• **PROBLEM**:
Find the count of lines in the material below that include the word "every". State nothing but that number.
#####
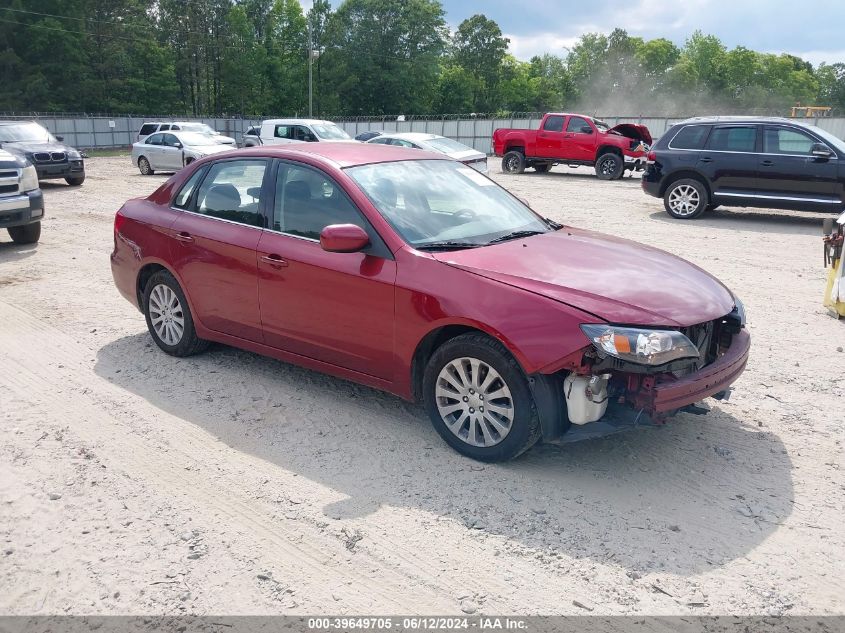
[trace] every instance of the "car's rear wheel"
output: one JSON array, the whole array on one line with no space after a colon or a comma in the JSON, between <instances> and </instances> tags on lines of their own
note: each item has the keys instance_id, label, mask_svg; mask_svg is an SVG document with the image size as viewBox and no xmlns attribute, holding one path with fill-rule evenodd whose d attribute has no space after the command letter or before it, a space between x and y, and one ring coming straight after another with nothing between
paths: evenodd
<instances>
[{"instance_id":1,"label":"car's rear wheel","mask_svg":"<svg viewBox=\"0 0 845 633\"><path fill-rule=\"evenodd\" d=\"M85 182L85 176L68 176L65 178L65 182L73 187L78 187Z\"/></svg>"},{"instance_id":2,"label":"car's rear wheel","mask_svg":"<svg viewBox=\"0 0 845 633\"><path fill-rule=\"evenodd\" d=\"M23 226L10 226L9 237L15 244L35 244L41 239L41 222L24 224Z\"/></svg>"},{"instance_id":3,"label":"car's rear wheel","mask_svg":"<svg viewBox=\"0 0 845 633\"><path fill-rule=\"evenodd\" d=\"M437 348L425 369L423 400L435 430L467 457L507 461L540 439L522 368L483 334L463 334Z\"/></svg>"},{"instance_id":4,"label":"car's rear wheel","mask_svg":"<svg viewBox=\"0 0 845 633\"><path fill-rule=\"evenodd\" d=\"M208 341L197 337L185 293L166 270L147 281L144 316L156 345L171 356L191 356L208 347Z\"/></svg>"},{"instance_id":5,"label":"car's rear wheel","mask_svg":"<svg viewBox=\"0 0 845 633\"><path fill-rule=\"evenodd\" d=\"M534 165L534 171L536 171L538 174L545 174L547 171L549 171L549 169L551 169L551 167L552 166L548 163L536 163Z\"/></svg>"},{"instance_id":6,"label":"car's rear wheel","mask_svg":"<svg viewBox=\"0 0 845 633\"><path fill-rule=\"evenodd\" d=\"M525 171L525 156L522 152L511 150L502 157L502 171L506 174L521 174Z\"/></svg>"},{"instance_id":7,"label":"car's rear wheel","mask_svg":"<svg viewBox=\"0 0 845 633\"><path fill-rule=\"evenodd\" d=\"M602 154L596 161L596 176L599 180L618 180L624 171L622 157L614 152Z\"/></svg>"},{"instance_id":8,"label":"car's rear wheel","mask_svg":"<svg viewBox=\"0 0 845 633\"><path fill-rule=\"evenodd\" d=\"M678 220L692 220L707 209L707 190L699 181L692 178L676 180L663 194L663 206L666 212Z\"/></svg>"},{"instance_id":9,"label":"car's rear wheel","mask_svg":"<svg viewBox=\"0 0 845 633\"><path fill-rule=\"evenodd\" d=\"M153 168L150 167L150 161L148 161L144 156L141 156L138 159L138 171L140 171L143 176L150 176L155 173Z\"/></svg>"}]
</instances>

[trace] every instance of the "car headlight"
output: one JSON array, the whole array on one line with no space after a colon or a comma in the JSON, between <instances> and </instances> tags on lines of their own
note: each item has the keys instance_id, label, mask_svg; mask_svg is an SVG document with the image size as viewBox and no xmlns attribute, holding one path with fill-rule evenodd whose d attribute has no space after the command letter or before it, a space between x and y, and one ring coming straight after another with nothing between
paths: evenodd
#####
• **THE COMPLETED TASK**:
2